能否修改从含有“Question. Spot each instance of the window with”的那一行起直到记录末尾的各行（首尾均包括在内），把其中的“blinds”换成“shutters”，其余一概不变，并只给出这些行？

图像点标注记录

——————

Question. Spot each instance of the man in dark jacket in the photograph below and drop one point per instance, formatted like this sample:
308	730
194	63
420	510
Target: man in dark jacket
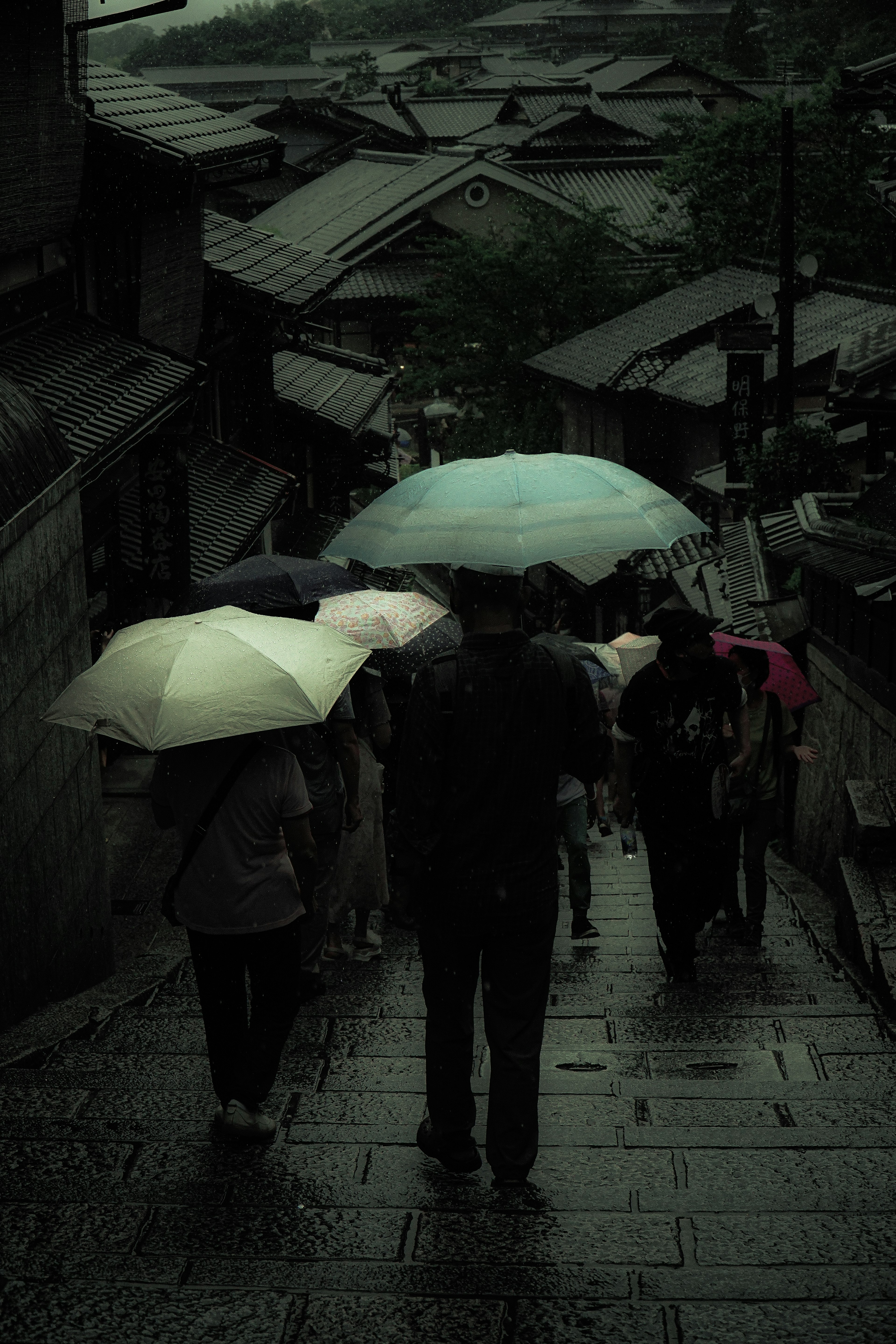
490	729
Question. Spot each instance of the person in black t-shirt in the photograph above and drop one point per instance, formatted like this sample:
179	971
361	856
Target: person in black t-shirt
671	759
487	736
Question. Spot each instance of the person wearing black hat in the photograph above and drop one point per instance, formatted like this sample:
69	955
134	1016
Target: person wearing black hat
671	759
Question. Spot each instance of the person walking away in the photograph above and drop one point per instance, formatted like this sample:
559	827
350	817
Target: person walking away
240	900
360	882
330	760
772	737
577	814
490	730
671	759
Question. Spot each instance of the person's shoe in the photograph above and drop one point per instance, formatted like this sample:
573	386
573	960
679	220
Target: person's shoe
510	1182
245	1126
750	936
457	1154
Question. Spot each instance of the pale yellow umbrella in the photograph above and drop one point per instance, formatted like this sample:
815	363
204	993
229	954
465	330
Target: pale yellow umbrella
213	675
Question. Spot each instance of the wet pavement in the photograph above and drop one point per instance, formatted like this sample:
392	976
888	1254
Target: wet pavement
718	1162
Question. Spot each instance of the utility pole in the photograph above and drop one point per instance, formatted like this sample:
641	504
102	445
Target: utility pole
786	275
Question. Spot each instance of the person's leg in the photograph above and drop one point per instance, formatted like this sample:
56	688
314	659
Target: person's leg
574	826
516	976
758	831
220	964
275	962
451	943
671	863
731	866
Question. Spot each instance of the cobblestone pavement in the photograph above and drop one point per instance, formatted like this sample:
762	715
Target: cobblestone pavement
718	1163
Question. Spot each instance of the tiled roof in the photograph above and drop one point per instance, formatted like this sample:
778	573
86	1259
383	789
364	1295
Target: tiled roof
256	261
597	357
452	119
155	119
232	499
538	107
640	206
342	396
103	390
328	214
747	622
648	115
625	73
382	112
821	323
590	569
393	280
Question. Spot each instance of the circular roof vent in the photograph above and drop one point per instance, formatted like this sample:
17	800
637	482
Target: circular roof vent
477	196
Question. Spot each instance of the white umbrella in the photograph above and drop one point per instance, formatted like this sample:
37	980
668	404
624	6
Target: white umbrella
194	678
518	510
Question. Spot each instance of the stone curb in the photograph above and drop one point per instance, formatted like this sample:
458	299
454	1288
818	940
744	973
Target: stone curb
817	912
44	1030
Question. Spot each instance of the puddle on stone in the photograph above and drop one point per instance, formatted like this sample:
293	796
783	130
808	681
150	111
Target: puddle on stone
578	1068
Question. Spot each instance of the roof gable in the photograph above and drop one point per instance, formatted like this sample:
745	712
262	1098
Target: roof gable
162	120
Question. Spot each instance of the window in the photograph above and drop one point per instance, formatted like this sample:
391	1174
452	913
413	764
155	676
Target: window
477	196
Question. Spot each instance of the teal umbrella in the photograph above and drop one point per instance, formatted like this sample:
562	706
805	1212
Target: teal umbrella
518	510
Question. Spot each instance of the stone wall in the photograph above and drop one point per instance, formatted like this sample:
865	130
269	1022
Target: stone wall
856	738
56	936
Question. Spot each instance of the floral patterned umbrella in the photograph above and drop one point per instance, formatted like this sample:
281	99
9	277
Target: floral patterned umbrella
379	620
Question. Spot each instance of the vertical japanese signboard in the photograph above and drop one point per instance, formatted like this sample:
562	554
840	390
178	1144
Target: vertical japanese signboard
745	402
164	518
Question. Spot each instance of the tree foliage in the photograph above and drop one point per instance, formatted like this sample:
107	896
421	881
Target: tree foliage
793	460
727	171
504	298
742	45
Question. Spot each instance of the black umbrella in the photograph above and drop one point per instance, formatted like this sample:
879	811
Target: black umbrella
569	644
440	638
269	584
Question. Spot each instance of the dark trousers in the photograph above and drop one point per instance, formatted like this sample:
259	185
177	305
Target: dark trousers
687	875
515	939
245	1053
757	830
573	824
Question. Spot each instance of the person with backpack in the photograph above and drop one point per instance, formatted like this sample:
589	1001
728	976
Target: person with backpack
671	760
241	808
756	803
490	729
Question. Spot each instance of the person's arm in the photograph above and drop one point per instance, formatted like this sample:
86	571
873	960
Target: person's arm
350	763
742	761
303	851
808	756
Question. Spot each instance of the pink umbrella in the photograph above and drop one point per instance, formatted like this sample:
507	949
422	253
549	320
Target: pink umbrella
379	620
785	678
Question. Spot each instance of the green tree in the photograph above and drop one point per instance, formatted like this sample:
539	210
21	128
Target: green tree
793	460
500	299
742	45
249	34
727	171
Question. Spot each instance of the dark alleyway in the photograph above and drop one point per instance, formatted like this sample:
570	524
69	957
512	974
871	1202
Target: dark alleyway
718	1162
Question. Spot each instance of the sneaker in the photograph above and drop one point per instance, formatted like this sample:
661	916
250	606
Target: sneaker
249	1127
457	1154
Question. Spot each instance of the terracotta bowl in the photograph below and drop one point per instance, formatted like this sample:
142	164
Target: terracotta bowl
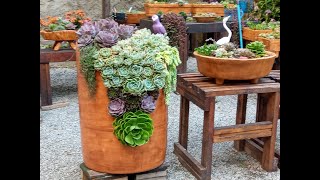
235	69
203	19
64	35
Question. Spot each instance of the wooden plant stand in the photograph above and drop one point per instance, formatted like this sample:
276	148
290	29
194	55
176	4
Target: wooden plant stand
202	91
159	173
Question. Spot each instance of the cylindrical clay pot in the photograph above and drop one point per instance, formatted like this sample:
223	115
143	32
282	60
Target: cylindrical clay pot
101	149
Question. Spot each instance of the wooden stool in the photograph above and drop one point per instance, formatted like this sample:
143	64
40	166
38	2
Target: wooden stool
202	91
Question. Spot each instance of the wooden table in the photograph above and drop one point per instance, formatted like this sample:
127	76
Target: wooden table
202	91
192	27
47	56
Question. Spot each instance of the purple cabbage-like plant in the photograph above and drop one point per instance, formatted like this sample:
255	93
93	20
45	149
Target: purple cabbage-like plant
106	39
125	31
117	107
85	40
148	104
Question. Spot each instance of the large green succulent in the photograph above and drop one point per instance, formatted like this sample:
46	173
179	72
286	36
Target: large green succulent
133	128
257	48
144	62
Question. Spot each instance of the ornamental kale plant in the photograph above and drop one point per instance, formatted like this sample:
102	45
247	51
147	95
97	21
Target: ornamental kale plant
143	63
133	128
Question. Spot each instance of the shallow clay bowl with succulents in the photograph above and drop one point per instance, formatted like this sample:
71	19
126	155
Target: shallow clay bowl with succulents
63	35
204	19
235	69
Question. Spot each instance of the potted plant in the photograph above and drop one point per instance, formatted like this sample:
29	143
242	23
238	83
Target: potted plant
271	40
151	8
227	62
205	17
133	17
253	29
124	82
63	29
203	7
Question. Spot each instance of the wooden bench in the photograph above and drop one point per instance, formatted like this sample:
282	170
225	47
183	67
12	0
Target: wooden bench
47	56
202	91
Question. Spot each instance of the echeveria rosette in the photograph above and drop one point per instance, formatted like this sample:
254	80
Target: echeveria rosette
136	70
117	81
147	71
124	72
106	39
134	86
148	85
133	128
148	104
159	81
107	71
116	107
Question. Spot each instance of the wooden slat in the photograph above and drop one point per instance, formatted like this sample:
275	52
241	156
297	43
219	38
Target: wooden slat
49	55
217	90
188	161
242	128
242	135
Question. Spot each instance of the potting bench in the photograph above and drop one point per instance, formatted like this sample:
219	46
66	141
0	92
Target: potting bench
202	91
47	56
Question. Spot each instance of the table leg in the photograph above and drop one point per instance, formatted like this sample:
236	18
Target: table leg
45	87
207	139
241	118
184	122
269	112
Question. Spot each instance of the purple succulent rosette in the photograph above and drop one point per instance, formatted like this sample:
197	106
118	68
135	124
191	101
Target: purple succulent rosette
148	104
117	107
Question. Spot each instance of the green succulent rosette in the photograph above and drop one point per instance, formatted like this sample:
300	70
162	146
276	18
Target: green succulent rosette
159	81
124	72
133	128
136	70
148	85
147	71
134	86
107	72
105	52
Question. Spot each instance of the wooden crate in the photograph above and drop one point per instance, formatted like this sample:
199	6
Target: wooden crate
208	8
271	44
134	18
252	35
152	9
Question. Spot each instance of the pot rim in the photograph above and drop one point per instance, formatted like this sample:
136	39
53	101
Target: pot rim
272	55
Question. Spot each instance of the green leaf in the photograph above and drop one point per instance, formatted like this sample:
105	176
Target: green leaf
129	139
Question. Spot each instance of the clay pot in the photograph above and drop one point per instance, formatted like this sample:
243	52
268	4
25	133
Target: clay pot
235	69
101	149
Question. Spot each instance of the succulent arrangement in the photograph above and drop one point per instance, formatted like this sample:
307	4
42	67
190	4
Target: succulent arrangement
273	35
73	20
263	25
254	49
134	69
96	35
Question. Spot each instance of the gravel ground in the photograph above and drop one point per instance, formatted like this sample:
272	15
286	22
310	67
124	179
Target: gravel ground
60	147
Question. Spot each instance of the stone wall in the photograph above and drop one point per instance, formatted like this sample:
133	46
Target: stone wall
93	8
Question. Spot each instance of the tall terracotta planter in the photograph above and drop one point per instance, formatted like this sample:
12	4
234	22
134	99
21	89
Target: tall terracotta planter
101	150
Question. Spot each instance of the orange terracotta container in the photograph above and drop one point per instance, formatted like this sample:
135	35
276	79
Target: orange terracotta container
101	150
235	69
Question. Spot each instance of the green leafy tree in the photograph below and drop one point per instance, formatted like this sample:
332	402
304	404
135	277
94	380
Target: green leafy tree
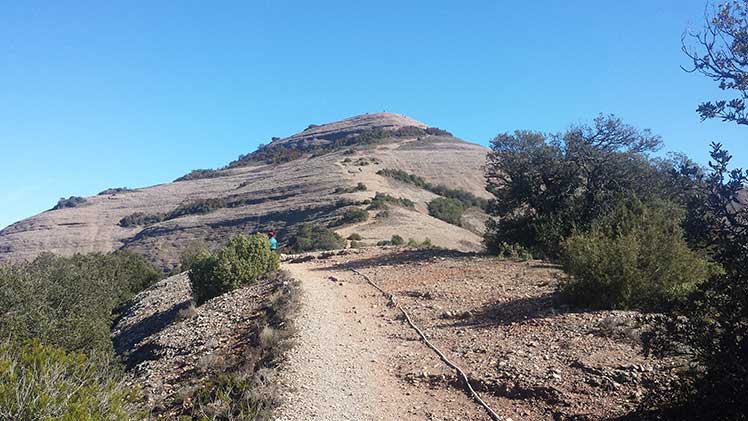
241	261
42	382
447	209
633	258
720	52
548	186
712	328
69	301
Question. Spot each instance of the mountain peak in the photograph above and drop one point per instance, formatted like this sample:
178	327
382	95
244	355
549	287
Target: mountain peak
351	126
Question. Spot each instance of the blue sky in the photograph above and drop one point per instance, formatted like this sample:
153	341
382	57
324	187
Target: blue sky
105	94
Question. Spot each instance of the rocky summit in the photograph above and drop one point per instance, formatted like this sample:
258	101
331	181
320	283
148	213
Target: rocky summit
310	176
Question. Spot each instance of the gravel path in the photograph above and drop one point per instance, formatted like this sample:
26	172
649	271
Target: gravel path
338	371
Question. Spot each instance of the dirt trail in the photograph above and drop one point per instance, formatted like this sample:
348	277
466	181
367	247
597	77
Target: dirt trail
345	364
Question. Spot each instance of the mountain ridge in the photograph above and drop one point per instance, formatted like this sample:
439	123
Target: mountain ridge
259	195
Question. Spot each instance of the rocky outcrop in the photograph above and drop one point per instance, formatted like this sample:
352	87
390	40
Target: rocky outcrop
162	220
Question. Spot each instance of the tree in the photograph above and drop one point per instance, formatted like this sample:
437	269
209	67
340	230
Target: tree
720	52
713	327
548	186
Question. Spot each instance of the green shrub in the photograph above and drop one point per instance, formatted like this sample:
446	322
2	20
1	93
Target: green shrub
352	216
635	257
188	255
115	190
446	209
383	200
68	301
308	237
241	261
199	174
548	187
426	244
70	202
140	218
514	252
39	382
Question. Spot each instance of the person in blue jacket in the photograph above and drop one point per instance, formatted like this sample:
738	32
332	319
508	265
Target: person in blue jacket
273	241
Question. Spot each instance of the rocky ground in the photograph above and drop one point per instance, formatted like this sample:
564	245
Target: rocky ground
528	356
355	358
170	346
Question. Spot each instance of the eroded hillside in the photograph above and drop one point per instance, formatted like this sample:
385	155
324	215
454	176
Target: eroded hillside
307	177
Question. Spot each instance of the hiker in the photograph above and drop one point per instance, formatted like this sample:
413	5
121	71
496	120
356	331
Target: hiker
273	241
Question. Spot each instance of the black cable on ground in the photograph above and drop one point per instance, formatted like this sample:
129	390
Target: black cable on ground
473	394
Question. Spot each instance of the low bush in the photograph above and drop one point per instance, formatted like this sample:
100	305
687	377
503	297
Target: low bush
140	218
68	301
309	237
358	187
465	197
514	252
446	209
247	388
383	200
188	255
115	190
634	257
352	216
241	261
40	382
70	202
199	174
195	207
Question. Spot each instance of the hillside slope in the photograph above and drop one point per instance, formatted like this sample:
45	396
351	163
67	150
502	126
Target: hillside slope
260	194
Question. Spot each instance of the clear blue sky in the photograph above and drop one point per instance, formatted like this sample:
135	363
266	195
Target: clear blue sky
104	94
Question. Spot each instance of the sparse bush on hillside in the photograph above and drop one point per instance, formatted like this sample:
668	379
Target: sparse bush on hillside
68	301
383	200
41	382
199	174
195	207
140	218
241	261
248	388
190	252
446	209
466	198
115	190
309	237
358	187
513	252
70	202
633	258
352	216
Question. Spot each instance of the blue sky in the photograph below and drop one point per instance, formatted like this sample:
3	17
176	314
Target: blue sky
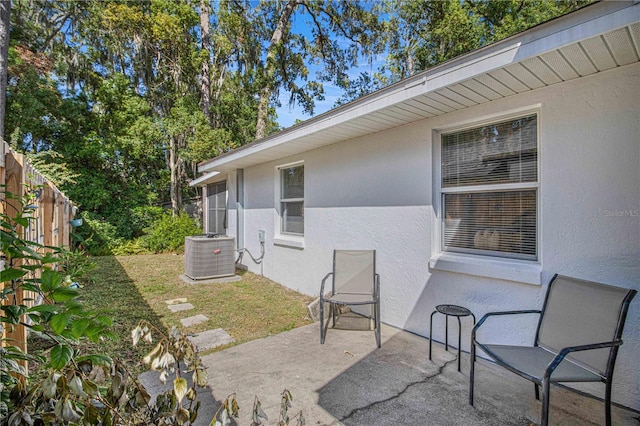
287	115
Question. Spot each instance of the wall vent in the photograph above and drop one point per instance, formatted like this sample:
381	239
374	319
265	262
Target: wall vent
209	257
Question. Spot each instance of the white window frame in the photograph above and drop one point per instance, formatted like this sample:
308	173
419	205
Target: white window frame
288	239
478	264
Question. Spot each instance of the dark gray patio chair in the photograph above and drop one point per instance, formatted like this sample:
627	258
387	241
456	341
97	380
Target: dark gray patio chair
354	281
577	339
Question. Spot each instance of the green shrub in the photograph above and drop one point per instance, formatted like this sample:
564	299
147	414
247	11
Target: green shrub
168	232
96	236
130	247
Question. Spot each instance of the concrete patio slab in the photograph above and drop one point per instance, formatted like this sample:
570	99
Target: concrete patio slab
348	381
196	319
211	339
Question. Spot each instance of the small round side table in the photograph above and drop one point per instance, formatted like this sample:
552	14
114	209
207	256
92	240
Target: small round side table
453	311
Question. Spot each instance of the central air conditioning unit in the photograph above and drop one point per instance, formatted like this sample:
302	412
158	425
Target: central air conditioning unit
209	256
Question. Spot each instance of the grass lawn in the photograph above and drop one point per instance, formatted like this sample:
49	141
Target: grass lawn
134	288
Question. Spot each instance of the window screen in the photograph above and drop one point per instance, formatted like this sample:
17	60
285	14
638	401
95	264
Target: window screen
489	189
217	208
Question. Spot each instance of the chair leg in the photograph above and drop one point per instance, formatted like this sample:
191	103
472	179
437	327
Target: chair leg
376	310
333	311
472	369
544	415
607	403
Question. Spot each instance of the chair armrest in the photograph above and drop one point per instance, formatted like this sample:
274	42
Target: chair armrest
569	349
322	285
491	314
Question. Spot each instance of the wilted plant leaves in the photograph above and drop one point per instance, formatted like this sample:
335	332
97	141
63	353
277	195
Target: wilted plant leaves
10	274
180	388
76	387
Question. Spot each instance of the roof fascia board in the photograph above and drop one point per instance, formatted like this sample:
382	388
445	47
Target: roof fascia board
587	22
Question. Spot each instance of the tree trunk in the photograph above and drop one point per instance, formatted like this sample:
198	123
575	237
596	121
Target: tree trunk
205	88
175	169
276	39
5	22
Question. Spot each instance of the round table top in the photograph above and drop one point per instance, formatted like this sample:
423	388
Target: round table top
455	310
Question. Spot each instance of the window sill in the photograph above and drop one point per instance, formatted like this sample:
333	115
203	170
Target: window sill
504	269
289	241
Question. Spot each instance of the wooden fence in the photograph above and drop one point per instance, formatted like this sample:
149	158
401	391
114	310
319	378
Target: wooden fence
52	216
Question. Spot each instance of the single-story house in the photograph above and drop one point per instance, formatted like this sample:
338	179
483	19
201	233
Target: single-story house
475	181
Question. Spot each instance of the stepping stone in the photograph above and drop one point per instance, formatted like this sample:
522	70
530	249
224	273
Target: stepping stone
180	307
176	301
196	319
211	339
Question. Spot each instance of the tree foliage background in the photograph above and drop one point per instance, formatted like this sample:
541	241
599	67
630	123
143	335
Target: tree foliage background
117	101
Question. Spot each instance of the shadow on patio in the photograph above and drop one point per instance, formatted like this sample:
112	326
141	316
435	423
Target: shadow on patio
348	381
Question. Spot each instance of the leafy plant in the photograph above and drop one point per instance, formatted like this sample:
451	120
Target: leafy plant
76	387
167	233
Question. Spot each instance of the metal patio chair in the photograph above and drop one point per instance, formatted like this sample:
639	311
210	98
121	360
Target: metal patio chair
577	339
354	281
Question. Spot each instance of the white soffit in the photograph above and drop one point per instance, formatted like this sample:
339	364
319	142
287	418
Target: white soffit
596	38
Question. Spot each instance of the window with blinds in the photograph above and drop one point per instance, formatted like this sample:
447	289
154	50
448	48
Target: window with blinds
490	187
292	199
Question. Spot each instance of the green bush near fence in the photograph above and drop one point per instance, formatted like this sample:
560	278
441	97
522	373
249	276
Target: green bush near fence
167	233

——————

> [完整输出]:
Question. Spot each instance of the window with shutters in the photograph above and drop one point per instance, formatted like this sample:
447	289
154	50
448	48
Target: window with shutters
490	187
292	199
Question. Spot each instance of the green bush near fence in the photograph above and drop one point per instance, formatted like this sample:
560	278
441	97
522	373
249	276
Target: green bush near fence
167	233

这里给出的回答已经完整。